───── Records ─────

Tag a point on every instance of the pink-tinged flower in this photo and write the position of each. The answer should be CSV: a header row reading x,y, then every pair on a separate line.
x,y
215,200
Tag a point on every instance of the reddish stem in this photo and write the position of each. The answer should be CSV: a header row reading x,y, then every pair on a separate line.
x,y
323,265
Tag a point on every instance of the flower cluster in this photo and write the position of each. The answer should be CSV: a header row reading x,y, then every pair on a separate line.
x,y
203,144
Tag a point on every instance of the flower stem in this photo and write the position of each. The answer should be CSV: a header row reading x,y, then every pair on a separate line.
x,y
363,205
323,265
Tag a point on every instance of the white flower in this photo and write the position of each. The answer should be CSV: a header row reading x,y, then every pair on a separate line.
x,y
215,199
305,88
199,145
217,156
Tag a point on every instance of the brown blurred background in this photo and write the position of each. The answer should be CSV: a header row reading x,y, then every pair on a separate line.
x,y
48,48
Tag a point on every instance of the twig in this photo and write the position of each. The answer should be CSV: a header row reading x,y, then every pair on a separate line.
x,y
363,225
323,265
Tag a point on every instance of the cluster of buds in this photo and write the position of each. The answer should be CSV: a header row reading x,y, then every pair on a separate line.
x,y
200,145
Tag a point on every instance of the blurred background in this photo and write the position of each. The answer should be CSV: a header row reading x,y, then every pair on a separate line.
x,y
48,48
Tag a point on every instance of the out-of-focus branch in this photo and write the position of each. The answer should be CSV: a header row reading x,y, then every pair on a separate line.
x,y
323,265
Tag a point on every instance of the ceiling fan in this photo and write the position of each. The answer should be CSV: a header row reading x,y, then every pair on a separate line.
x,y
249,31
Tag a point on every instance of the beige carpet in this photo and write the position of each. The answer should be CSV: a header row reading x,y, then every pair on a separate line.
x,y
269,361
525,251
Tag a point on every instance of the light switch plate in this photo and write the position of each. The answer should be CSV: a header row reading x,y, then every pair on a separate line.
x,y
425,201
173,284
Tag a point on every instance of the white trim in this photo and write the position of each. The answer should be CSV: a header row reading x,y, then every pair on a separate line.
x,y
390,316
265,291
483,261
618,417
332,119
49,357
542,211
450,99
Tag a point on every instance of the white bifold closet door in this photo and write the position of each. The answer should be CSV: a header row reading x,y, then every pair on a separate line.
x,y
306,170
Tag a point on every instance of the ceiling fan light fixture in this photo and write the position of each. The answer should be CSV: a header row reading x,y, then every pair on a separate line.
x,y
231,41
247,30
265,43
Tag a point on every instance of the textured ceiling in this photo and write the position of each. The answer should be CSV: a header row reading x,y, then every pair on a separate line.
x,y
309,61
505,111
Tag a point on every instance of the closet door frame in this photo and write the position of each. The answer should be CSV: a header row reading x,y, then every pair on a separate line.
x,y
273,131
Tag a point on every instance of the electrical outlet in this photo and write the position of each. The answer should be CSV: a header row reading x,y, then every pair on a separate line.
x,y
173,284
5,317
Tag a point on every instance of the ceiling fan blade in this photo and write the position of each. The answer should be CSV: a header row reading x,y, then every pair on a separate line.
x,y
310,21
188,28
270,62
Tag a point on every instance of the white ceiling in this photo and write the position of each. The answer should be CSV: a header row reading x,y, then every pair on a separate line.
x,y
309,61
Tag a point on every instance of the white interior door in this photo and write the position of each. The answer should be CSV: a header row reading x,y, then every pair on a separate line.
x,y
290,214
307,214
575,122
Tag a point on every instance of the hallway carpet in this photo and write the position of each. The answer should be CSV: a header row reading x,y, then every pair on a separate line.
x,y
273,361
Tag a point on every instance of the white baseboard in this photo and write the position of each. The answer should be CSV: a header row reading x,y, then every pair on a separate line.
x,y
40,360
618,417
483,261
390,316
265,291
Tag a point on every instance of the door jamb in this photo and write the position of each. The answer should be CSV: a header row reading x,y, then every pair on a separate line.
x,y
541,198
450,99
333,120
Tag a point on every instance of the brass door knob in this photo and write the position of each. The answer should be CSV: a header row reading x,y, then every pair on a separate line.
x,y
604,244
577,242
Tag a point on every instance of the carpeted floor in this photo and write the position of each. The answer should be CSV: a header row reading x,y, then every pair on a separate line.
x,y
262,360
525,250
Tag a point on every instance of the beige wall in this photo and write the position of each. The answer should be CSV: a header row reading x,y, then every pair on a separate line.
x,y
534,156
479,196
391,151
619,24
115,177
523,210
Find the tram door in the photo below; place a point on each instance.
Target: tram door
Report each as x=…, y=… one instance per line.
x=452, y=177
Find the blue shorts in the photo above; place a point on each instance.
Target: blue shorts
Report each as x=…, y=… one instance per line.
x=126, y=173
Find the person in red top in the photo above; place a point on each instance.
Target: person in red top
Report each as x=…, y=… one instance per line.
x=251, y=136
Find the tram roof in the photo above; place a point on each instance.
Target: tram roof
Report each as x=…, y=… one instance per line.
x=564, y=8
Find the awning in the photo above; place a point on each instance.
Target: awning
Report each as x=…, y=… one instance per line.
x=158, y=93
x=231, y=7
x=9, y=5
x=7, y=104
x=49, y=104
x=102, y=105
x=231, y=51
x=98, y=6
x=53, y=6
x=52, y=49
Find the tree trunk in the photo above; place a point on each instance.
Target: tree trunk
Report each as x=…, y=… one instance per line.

─────

* Instruction *
Reproduce the lines word for word, starting at the one holding "Find the blue" and ending at the final line of the material above.

* Written response *
Find the blue shorts in the photo above; place a point on each instance.
Target: blue shorts
Report each as x=…, y=… one instance per line.
x=126, y=173
Find the person in red top in the photo above; place a point on each instance.
Target: person in red top
Report each as x=…, y=… one instance per line.
x=251, y=136
Find the tram roof in the photo above; place a point on each instance.
Target: tram roof
Report each as x=…, y=… one instance per line.
x=564, y=8
Find the awning in the photo above; place a point on each instance.
Target: awning
Report each as x=…, y=… one instance per line.
x=158, y=93
x=231, y=7
x=9, y=5
x=7, y=104
x=49, y=104
x=102, y=105
x=231, y=51
x=98, y=6
x=53, y=6
x=52, y=49
Find the tree trunk in the photo above; place a point on each instance.
Target: tree trunk
Report each as x=…, y=… one instance per line.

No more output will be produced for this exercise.